TEXTO:
A Criação é tema universal e para responder essas questões, nada mais natural do que realizar um brainstorm individual que apontasse caminhos, preferencialmente curtos, que se encaixassem às circunstâncias de espaço, tempo e perfil dos pós-graduandos. Assim, o brainstorming pinçou parte do método do Creative Education Foundation (Buffalo, NY), por ser instigante em relação a espaço e tempo e de fácil adaptação aos perfis profissionais.
Sucede daí alguma explicação sobre vários aspectos do curso de criatividade dessa famosa instituição americana, fundada na década de 50 pelo publicitário Alex Osborn , uma vez que soa paradoxal se falar de um curso de cinco anos que se realiza em apenas cinco dias, isso em Buffalo, Nova Iorque, ou em pouco mais de dois dias, aqui, como pretensamente se pensou aplicar a esta disciplina Pensamento Criativo, como forma de instigar os pós-graduandos.
Para Osborn, importava perseguir "a criação de ideias novas, relevantes e originais", que isso somente seria possível com o emprego de técnicas e instrumentos igualmente inovadores, que pudessem gerar comportamentos e produtos com a etiqueta de criativos, um feito que se tornou realidade com a descoberta de que o pensamento criativo pode ser deliberado, quebrando-se o paradigma de que a criatividade provinha de uma “centelha acidental”.

DADOS:

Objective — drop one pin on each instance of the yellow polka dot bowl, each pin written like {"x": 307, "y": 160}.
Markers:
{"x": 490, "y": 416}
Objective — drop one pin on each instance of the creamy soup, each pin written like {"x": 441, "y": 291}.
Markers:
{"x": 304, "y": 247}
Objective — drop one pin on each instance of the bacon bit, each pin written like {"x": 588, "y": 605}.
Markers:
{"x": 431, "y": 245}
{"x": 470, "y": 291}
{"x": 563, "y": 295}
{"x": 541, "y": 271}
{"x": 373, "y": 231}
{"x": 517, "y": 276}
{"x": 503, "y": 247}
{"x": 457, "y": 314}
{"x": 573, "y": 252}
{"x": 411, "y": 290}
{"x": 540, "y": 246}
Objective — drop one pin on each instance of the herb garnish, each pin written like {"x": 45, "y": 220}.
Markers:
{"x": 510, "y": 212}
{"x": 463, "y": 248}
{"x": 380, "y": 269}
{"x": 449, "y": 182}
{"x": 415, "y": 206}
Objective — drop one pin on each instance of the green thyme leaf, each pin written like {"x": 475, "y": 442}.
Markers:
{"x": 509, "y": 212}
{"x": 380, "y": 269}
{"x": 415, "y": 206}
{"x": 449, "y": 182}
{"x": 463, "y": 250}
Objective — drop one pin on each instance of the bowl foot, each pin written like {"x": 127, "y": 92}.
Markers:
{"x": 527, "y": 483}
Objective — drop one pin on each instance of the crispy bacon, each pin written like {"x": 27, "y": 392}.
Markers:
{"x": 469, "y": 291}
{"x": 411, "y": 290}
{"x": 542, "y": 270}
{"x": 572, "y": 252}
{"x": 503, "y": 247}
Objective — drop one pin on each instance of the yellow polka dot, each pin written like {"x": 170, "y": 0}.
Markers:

LISTA DE TAREFAS:
1. Segundo o texto, quem fundou a Creative Education Foundation?
2. Diga se cada afirmação concorda com o texto, citando as palavras dele que decidem: (a) A Creative Education Foundation fica em Buffalo, Nova Iorque. (b) O curso de Buffalo se realiza em cinco anos. (c) Para Osborn, a criatividade vinha de uma centelha acidental.
3. Transcreva sem alterações o trecho do texto que começa nas palavras "Sucede daí alguma" e termina depois de "instigar os pós-graduandos.".
Os registros não fazem falta aqui.

EXERCÍCIOS RESOLVIDOS:
1. O publicitário Alex Osborn.

2.
(a) Sim: "Creative Education Foundation (Buffalo, NY)".
(b) Não: "um curso de cinco anos que se realiza em apenas cinco dias".
(c) Não: "quebrando-se o paradigma de que a criatividade provinha de uma “centelha acidental”".

3.
Sucede daí alguma explicação sobre vários aspectos do curso de criatividade dessa famosa instituição americana, fundada na década de 50 pelo publicitário Alex Osborn , uma vez que soa paradoxal se falar de um curso de cinco anos que se realiza em apenas cinco dias, isso em Buffalo, Nova Iorque, ou em pouco mais de dois dias, aqui, como pretensamente se pensou aplicar a esta disciplina Pensamento Criativo, como forma de instigar os pós-graduandos.